WRITTEN INSTRUCTION:
Please restate the following records word for word.

Excerpts of pointing data:
● ● ● ● ● ● ●
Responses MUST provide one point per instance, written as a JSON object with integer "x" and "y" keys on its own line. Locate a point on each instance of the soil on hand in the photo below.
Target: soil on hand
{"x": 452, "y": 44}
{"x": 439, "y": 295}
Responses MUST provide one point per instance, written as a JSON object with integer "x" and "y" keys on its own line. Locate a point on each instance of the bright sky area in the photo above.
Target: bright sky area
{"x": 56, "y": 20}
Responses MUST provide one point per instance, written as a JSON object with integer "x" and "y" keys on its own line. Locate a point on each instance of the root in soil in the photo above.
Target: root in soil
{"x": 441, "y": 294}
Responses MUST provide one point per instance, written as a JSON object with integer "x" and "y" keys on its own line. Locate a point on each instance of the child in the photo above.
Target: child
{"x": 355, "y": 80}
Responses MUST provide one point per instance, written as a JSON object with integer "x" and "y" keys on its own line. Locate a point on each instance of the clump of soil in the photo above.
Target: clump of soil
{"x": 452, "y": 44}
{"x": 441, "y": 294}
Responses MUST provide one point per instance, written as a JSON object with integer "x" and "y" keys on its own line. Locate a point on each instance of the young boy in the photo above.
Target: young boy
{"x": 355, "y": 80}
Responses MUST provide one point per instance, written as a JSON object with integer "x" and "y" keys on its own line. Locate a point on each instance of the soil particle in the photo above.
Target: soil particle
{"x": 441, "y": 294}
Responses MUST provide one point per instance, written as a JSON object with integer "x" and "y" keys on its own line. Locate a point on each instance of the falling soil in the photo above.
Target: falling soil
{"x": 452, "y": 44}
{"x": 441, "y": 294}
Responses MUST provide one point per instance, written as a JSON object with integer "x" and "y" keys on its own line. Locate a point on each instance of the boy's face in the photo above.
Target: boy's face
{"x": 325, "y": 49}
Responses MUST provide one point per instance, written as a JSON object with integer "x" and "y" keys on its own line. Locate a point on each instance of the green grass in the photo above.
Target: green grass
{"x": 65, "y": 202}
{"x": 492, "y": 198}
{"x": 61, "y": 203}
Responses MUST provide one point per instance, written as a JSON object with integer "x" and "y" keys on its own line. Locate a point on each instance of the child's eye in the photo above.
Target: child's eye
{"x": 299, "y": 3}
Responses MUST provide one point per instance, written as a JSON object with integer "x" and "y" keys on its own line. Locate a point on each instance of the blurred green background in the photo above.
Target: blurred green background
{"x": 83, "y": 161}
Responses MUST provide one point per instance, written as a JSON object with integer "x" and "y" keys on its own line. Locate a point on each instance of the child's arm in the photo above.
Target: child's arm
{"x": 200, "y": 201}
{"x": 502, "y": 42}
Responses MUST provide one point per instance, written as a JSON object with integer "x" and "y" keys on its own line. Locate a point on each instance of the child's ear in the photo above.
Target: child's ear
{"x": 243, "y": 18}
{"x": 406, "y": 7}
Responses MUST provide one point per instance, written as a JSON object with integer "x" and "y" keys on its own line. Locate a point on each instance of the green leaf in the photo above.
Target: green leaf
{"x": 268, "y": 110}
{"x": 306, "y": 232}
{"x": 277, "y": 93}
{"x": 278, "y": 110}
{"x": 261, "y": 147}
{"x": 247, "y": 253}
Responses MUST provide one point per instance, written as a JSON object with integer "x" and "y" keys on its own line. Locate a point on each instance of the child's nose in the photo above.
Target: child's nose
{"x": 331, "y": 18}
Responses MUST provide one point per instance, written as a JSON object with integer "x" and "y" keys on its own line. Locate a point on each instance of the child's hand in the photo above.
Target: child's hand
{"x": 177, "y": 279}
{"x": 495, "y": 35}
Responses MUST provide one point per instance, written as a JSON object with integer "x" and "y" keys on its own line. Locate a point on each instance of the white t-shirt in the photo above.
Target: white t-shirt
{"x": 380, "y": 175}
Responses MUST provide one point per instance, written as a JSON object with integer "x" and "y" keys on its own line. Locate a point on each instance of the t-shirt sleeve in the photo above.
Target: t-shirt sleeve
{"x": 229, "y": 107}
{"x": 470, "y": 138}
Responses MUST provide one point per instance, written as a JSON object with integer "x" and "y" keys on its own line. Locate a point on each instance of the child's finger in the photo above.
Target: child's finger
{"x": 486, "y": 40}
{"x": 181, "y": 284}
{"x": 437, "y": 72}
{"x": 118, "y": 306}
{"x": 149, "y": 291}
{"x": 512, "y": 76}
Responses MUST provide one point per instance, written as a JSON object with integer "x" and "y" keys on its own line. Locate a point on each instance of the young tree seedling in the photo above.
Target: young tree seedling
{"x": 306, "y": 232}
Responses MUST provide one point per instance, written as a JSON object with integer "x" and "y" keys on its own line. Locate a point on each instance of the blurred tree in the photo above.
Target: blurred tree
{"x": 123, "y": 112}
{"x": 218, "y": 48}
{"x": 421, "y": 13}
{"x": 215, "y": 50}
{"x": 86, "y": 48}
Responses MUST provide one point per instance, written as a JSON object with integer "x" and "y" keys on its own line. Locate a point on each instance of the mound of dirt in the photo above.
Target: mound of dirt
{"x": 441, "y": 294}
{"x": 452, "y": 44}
● ● ● ● ● ● ●
REPLY TO THE TASK:
Responses MUST provide one point per instance, written as a JSON object with integer "x" and "y" keys on its own line. Locate a point on each instance of the soil on hand in the photo below.
Target: soil on hand
{"x": 452, "y": 44}
{"x": 439, "y": 295}
Responses MUST provide one point per instance, written as a JSON object with integer "x" and "y" keys on its own line. Locate a point on each instance of the bright sky area in the photo above.
Target: bright sky area
{"x": 56, "y": 20}
Responses MUST provide one point per instance, written as a JSON object with integer "x" and "y" keys on its own line. Locate a point on each instance of the root in soil in the photo above.
Target: root in soil
{"x": 441, "y": 294}
Responses MUST provide one point per instance, written as a JSON object with integer "x" and "y" keys on its own line. Locate a point on each instance of the child in the photo above.
Target: child
{"x": 355, "y": 80}
Responses MUST provide one point per instance, written as a JSON object with integer "x" and "y" keys on its own line. Locate a point on each instance of the clump of soil in the photo above.
Target: clump of soil
{"x": 452, "y": 44}
{"x": 441, "y": 294}
Responses MUST provide one point per instance, written as a JSON object with integer "x" and "y" keys on its own line. Locate a point on each instance of the young boy in the photo above.
Target: young boy
{"x": 355, "y": 80}
Responses MUST provide one point per instance, written as a JSON object with integer "x" and "y" keys on its own line. Locate a point on each instance of the soil particle in the photo above.
Target: soil particle
{"x": 441, "y": 294}
Responses MUST provide one point per instance, written as a JSON object with integer "x" and "y" keys on its own line. Locate a point on each instance of the falling soil in the photo above.
Target: falling soil
{"x": 452, "y": 44}
{"x": 441, "y": 294}
Responses MUST provide one point per instance, written as a JSON object with integer "x" and "y" keys on its own line. Locate a point on each instance of the boy's face in the photo above.
Target: boy's face
{"x": 325, "y": 49}
Responses MUST provide one point per instance, written as a JSON object with integer "x" and "y" keys on its own line. Locate a point on each instance of the green grass in the photo above.
Target: green grass
{"x": 65, "y": 202}
{"x": 492, "y": 198}
{"x": 61, "y": 203}
Responses MUST provide one point per instance, written as a JSON object with integer "x" and "y" keys on its own line. Locate a point on each instance of the child's eye in the photo above.
Target: child's eye
{"x": 299, "y": 3}
Responses MUST provide one point per instance, written as a JSON object with integer "x" and "y" keys on its own line. Locate a point on each instance of the blurred green background in the photo above.
Target: blurred green background
{"x": 83, "y": 161}
Responses MUST provide one point per instance, written as a JSON object with integer "x" and "y" keys on its own line. Locate a point on each instance of the child's arm in the photo above.
Target: child's arm
{"x": 200, "y": 201}
{"x": 502, "y": 42}
Responses MUST provide one point per instance, written as a JSON object with integer "x" and "y" keys on its own line. Locate a point on each instance of the child's ear in the photo above.
Target: child's ear
{"x": 243, "y": 18}
{"x": 406, "y": 7}
Responses MUST provide one point per instance, written as a JSON object with integer "x" and "y" keys on its own line. Locate a point on each instance of the green leaf in the photo above.
Target: green leaf
{"x": 268, "y": 110}
{"x": 306, "y": 232}
{"x": 277, "y": 93}
{"x": 278, "y": 110}
{"x": 261, "y": 147}
{"x": 247, "y": 253}
Responses MUST provide one point per instance, written as a JSON object with integer "x" and "y" keys on its own line. Locate a point on each instance of the child's nose in the photo above.
Target: child's nose
{"x": 331, "y": 18}
Responses MUST provide one point per instance, written as a JSON object with integer "x" and "y" keys on its own line. Locate a point on each instance of the child's hand in the photo above.
Target: child's hand
{"x": 177, "y": 279}
{"x": 495, "y": 35}
Responses MUST provide one point per instance, written as a JSON object with integer "x" and "y" keys on its own line. Locate a point on each instance of the white t-shirt in the photo above.
Target: white t-shirt
{"x": 380, "y": 175}
Responses MUST provide one point per instance, written as a JSON object with integer "x" and "y" keys on its own line. Locate a point on each instance of the t-shirt sleeve in the photo above.
Target: t-shirt sleeve
{"x": 229, "y": 107}
{"x": 470, "y": 138}
Responses MUST provide one point per instance, written as a JSON object with integer "x" and "y" keys on its own line. Locate a point on each instance of the child's finger in the photo above.
Target: child's finger
{"x": 486, "y": 40}
{"x": 181, "y": 284}
{"x": 437, "y": 72}
{"x": 118, "y": 306}
{"x": 149, "y": 291}
{"x": 512, "y": 76}
Responses MUST provide one point per instance, written as a JSON object with integer "x" and "y" keys on its own line. Locate a point on each instance of the young tree seedling in the photo above.
Target: young tree seedling
{"x": 306, "y": 232}
Responses MUST provide one point per instance, written as a JSON object with integer "x" and "y" keys on its own line. Locate a point on each instance of the blurred tree in the photo above.
Target: blurred tree
{"x": 123, "y": 112}
{"x": 218, "y": 48}
{"x": 421, "y": 13}
{"x": 215, "y": 50}
{"x": 86, "y": 48}
Responses MUST provide one point per instance, written as a JSON object with integer "x" and "y" keys on its own line. Locate a point on each instance of the mound of dirt in the photo above.
Target: mound of dirt
{"x": 441, "y": 294}
{"x": 452, "y": 44}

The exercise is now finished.